Set down all of the data below line for line, without changing a character, and leave the pictures out.

**Saved data entries:**
== Segment start ==
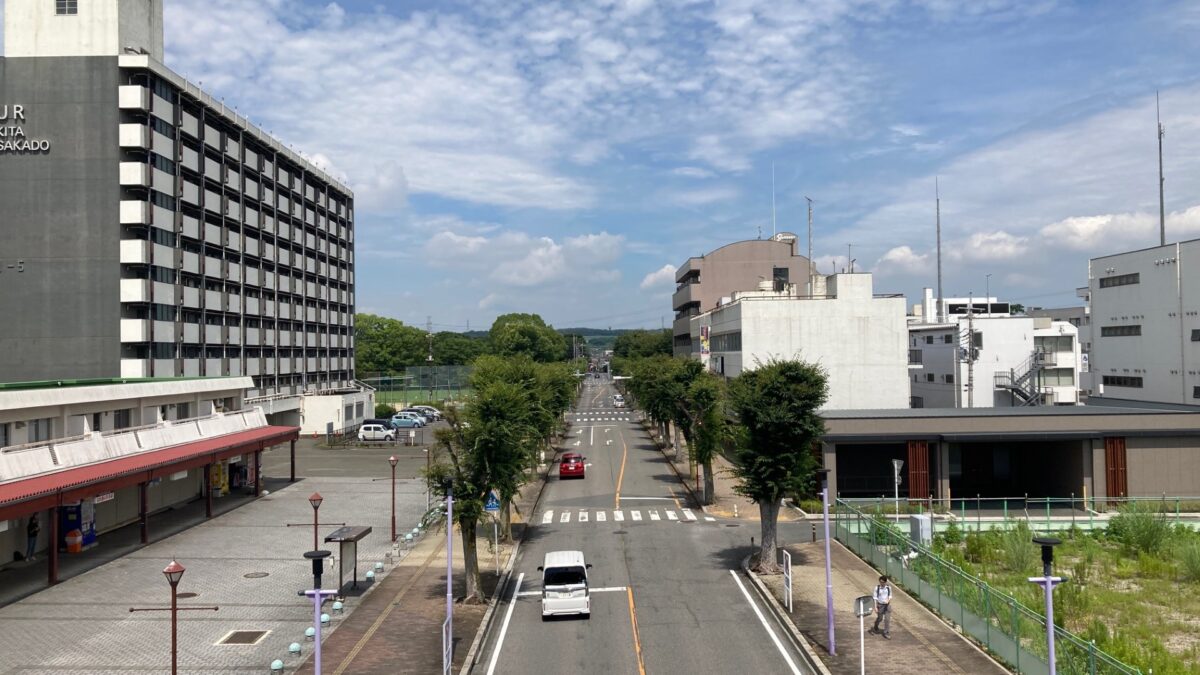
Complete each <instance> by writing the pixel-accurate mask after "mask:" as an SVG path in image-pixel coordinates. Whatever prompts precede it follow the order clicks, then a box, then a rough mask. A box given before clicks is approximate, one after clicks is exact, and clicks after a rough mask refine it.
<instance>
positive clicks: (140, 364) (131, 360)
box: [121, 359, 150, 377]
mask: <svg viewBox="0 0 1200 675" xmlns="http://www.w3.org/2000/svg"><path fill="white" fill-rule="evenodd" d="M121 377H150V362H149V359H121Z"/></svg>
== Segment end ==
**Solution to the problem:**
Complete each <instance> by writing the pixel-accurate mask after "mask:" as an SVG path in image-pixel coordinates. Whatever prompts precede it follow the order clicks, then a box, then a rough mask. A box given before clicks is approximate, one after clicks is exact, and clicks after a rough mask refine it.
<instance>
positive clicks: (140, 364) (131, 360)
box: [121, 359, 150, 377]
mask: <svg viewBox="0 0 1200 675" xmlns="http://www.w3.org/2000/svg"><path fill="white" fill-rule="evenodd" d="M121 377H150V362H149V359H121Z"/></svg>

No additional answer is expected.